## Excerpts from a dataset:
───

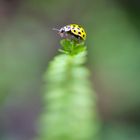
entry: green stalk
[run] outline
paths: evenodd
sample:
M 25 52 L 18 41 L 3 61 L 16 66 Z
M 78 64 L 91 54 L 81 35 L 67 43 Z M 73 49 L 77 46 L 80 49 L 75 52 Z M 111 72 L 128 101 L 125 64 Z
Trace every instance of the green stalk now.
M 95 92 L 84 66 L 84 43 L 61 41 L 60 54 L 45 74 L 44 111 L 39 140 L 97 140 Z

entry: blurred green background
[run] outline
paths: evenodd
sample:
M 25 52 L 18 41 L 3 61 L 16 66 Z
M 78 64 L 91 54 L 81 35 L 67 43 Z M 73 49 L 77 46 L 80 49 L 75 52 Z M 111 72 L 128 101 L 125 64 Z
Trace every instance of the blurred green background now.
M 101 139 L 140 139 L 140 1 L 0 0 L 0 140 L 36 136 L 52 28 L 70 23 L 87 32 Z

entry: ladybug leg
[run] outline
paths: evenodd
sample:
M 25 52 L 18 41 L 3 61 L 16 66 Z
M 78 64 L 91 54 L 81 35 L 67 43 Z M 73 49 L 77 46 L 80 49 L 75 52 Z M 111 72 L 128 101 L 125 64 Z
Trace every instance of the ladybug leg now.
M 69 33 L 66 33 L 66 38 L 67 39 L 72 39 L 72 36 Z
M 67 38 L 69 35 L 67 33 L 65 33 L 65 37 Z
M 60 35 L 61 37 L 64 37 L 64 33 L 59 33 L 59 35 Z
M 80 41 L 81 41 L 80 36 L 78 36 L 77 41 L 78 41 L 78 43 L 80 43 Z
M 70 35 L 70 39 L 71 40 L 74 40 L 75 39 L 75 36 L 74 35 Z

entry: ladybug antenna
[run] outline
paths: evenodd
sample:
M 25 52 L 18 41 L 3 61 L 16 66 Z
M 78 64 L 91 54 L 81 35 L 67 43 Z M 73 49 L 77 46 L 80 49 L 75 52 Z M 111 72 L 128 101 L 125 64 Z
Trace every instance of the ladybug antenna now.
M 52 28 L 52 30 L 55 30 L 55 31 L 60 31 L 59 29 L 57 29 L 57 28 Z

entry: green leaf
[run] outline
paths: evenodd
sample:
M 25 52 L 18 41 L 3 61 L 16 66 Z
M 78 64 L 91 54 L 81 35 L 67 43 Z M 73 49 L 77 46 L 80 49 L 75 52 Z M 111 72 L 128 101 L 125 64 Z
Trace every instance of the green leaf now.
M 59 51 L 69 55 L 76 55 L 86 50 L 84 42 L 78 43 L 74 40 L 63 39 L 60 41 L 60 44 L 62 45 L 62 48 Z

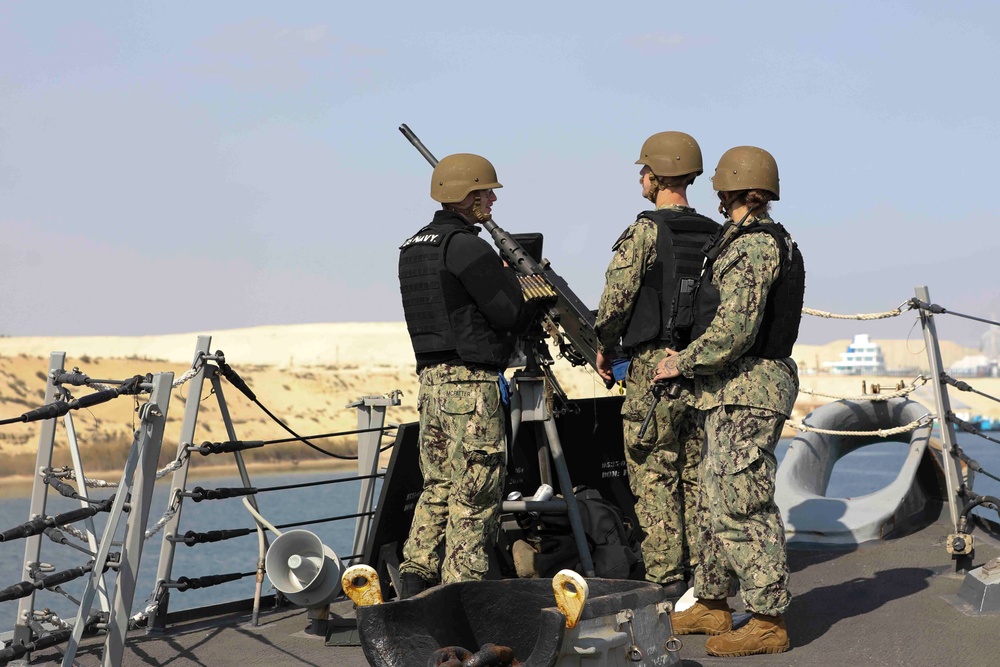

───

In the copy, omit the pictures and give every line of the data exactly.

entry: green stalk
[run] outline
paths: evenodd
sample:
M 25 52 L 18 41 L 3 61 L 16 66 Z
M 78 64 L 91 54 L 81 35 L 67 43 Z M 73 49 L 77 46 L 80 49 L 75 52 Z M 111 72 L 128 101 L 125 64 Z
Trace every instance of the green stalk now.
M 95 92 L 84 66 L 84 43 L 61 41 L 60 54 L 45 74 L 44 111 L 39 140 L 97 140 Z

entry: blurred green background
[run] outline
paths: evenodd
sample:
M 25 52 L 18 41 L 3 61 L 16 66 Z
M 78 64 L 91 54 L 81 35 L 67 43 Z M 73 49 L 77 46 L 80 49 L 75 52 Z M 111 72 L 128 101 L 125 64 Z
Trace every instance of the blurred green background now.
M 101 139 L 140 139 L 140 1 L 0 0 L 0 140 L 36 136 L 52 28 L 70 23 L 87 32 Z

entry: ladybug leg
[run] outline
paths: evenodd
sample:
M 25 52 L 18 41 L 3 61 L 16 66 Z
M 78 64 L 91 54 L 81 35 L 67 43 Z M 73 49 L 77 46 L 80 49 L 75 52 Z M 111 72 L 128 101 L 125 64 Z
Trace every instance of the ladybug leg now.
M 69 33 L 66 33 L 66 38 L 67 39 L 72 39 L 72 36 Z
M 67 38 L 69 35 L 67 33 L 65 33 L 65 37 Z
M 60 35 L 61 37 L 64 37 L 64 33 L 59 33 L 59 35 Z
M 80 41 L 81 41 L 80 36 L 78 36 L 77 41 L 78 41 L 78 43 L 80 43 Z
M 70 35 L 70 39 L 71 40 L 74 40 L 75 39 L 75 36 L 74 35 Z

entry: ladybug antenna
[run] outline
paths: evenodd
sample:
M 25 52 L 18 41 L 3 61 L 16 66 Z
M 78 64 L 91 54 L 81 35 L 67 43 Z M 73 49 L 77 46 L 80 49 L 75 52 Z M 111 72 L 128 101 L 125 64 Z
Trace every instance of the ladybug antenna now.
M 52 28 L 52 30 L 55 30 L 55 31 L 60 31 L 59 29 L 57 29 L 57 28 Z

entry: green leaf
[run] outline
paths: evenodd
sample:
M 25 52 L 18 41 L 3 61 L 16 66 Z
M 78 64 L 91 54 L 81 35 L 67 43 Z M 73 49 L 77 46 L 80 49 L 75 52 Z M 111 72 L 128 101 L 125 64 Z
Trace every instance of the green leaf now.
M 59 51 L 69 55 L 76 55 L 86 50 L 84 42 L 78 43 L 74 40 L 63 39 L 60 41 L 60 44 L 62 45 L 62 48 Z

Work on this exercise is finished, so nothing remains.